[Records excerpted from a collection]
####
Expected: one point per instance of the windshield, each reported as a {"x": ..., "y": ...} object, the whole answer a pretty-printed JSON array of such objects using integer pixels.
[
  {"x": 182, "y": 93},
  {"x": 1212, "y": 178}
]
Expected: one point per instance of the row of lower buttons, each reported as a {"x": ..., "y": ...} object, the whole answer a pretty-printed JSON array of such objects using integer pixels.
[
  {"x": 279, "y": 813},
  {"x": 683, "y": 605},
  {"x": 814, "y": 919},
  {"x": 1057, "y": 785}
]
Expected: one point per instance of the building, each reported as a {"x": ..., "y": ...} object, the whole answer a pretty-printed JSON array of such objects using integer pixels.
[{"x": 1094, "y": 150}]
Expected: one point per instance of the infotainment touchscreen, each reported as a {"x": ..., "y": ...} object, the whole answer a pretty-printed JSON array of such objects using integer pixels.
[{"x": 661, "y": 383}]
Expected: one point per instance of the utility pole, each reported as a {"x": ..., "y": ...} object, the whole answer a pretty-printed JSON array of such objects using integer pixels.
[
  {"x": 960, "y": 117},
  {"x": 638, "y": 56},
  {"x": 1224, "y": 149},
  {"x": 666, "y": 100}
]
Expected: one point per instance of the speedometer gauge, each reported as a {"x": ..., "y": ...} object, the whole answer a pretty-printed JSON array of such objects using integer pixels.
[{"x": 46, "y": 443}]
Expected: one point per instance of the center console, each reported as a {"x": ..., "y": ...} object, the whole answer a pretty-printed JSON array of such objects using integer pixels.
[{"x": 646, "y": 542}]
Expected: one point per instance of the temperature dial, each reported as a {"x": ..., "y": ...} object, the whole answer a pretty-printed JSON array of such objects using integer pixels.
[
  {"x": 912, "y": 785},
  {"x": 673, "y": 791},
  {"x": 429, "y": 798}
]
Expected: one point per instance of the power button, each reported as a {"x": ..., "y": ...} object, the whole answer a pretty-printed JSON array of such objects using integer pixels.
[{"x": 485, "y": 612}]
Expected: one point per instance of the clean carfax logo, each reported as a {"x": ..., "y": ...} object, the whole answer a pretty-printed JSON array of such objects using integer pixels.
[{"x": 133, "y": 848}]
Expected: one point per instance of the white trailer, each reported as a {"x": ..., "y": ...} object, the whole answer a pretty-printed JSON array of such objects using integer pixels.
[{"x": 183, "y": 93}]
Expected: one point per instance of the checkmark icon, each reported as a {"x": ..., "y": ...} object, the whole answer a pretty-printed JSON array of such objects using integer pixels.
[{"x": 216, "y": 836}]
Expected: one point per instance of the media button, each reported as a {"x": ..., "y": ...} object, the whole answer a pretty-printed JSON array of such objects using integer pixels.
####
> **Task brief**: Exactly and only the lines from the line containing "Expected: one point per instance of the white" through the final line of the records above must be returned.

> **Response to the task**:
Expected: one point per instance of the white trailer, each reported as a {"x": ..., "y": ...} object, the whole answer a pretty-printed JSON array of such objects using integer pixels.
[{"x": 183, "y": 93}]
Expected: one point per instance of the checkmark icon, each reported as a {"x": ..., "y": ...} object, the whole answer a pretty-printed JSON array of such objects using integer pixels.
[{"x": 216, "y": 836}]
Expected: one point per instance of the media button, each reported as a {"x": ..., "y": ...} object, the whole answer a pretty-printed JSON array of such objects using integer pixels.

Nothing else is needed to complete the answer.